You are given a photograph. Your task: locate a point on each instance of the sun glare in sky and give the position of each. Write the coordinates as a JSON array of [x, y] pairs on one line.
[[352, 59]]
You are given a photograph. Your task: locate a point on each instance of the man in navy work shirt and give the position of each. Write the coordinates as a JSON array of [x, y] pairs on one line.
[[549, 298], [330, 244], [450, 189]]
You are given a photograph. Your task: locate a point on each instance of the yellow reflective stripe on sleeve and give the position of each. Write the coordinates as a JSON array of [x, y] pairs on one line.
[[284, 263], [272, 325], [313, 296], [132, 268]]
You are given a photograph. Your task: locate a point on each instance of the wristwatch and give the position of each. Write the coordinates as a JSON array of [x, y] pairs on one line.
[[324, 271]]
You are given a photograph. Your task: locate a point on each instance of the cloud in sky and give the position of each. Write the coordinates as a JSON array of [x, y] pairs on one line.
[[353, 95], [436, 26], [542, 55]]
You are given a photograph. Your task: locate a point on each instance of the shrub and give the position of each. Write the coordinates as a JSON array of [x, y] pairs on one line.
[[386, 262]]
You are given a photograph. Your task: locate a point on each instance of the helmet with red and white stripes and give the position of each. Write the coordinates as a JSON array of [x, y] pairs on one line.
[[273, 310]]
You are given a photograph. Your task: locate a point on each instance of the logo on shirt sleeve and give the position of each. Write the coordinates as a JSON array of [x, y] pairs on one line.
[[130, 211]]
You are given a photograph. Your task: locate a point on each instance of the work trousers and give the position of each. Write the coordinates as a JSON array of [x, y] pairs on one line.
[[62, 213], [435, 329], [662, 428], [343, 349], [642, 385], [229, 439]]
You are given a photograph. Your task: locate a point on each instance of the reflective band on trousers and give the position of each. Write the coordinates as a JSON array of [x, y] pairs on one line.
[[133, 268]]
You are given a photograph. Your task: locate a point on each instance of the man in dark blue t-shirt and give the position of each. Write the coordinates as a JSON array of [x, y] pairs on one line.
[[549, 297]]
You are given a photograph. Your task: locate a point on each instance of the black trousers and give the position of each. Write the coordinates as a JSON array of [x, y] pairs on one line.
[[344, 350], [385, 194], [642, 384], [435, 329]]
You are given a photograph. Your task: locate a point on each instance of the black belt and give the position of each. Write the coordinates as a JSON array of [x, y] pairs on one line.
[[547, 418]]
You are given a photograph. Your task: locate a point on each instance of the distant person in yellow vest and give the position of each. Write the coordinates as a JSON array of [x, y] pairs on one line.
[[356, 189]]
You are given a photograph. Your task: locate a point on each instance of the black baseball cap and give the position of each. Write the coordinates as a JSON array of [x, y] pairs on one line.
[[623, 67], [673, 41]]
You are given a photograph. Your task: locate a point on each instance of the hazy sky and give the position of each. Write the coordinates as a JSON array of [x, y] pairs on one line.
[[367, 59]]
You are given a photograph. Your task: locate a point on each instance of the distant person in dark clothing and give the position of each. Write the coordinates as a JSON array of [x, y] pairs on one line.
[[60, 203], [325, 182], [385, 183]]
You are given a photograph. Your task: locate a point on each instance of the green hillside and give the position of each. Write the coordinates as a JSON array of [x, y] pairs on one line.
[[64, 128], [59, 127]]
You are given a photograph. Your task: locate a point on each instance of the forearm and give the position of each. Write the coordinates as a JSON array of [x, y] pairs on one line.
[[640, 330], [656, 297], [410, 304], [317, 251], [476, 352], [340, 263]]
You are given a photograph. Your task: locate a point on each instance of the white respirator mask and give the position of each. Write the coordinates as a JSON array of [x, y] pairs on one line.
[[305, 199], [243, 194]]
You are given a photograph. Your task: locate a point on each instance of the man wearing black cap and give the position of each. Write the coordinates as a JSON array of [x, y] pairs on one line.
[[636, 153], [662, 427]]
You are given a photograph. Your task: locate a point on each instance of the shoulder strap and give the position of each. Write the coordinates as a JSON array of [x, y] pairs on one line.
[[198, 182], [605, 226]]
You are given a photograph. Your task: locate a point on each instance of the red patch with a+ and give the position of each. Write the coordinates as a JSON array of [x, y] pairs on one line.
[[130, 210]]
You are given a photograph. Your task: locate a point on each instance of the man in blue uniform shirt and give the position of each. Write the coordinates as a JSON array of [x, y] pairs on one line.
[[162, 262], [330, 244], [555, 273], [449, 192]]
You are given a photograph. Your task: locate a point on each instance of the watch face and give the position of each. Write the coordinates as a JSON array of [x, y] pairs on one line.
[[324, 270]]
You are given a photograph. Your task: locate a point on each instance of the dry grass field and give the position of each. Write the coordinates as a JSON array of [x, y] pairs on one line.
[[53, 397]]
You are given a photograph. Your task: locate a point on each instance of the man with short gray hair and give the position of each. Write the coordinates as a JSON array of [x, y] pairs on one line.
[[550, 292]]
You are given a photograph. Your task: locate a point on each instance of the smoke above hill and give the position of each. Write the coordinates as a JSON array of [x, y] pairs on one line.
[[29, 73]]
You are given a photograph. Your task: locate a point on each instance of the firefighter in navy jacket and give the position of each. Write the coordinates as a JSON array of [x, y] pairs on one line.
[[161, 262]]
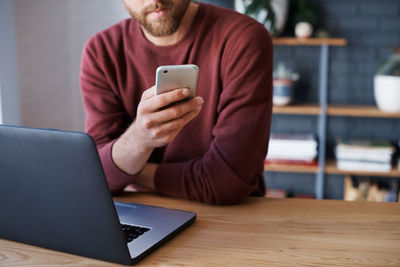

Exercise prompt
Copy the items from the line with "of the shoulder" up to and including the line with "[[324, 270]]", swapping "shoulder strap" for "backpack strap" and changing nothing else.

Answer to this exercise
You are given a photograph. Your task: locate a point on each instance of the backpack strap and give the position of each. Write the coordinates as a JSON array of [x, y] pairs on one line.
[[198, 182], [605, 226]]
You are given a photograph. Your task: locate a point on each instance of the red patch with a+ and give the position of each. Write the coordinates as a JSON array of [x, y] pairs on one line.
[[130, 210]]
You are given a photograph. Your task: locate a point on each instance of the man in blue uniform shirt and give the position of each. Write the coordinates as a JSON array of [x, y] pairs on one line.
[[162, 262], [330, 244], [555, 273], [449, 192]]
You are given a photograph. Your task: locate a point on each instance of the watch face and give the position of each. Write the coordinates as a JSON array of [x, y] pairs on one line.
[[324, 270]]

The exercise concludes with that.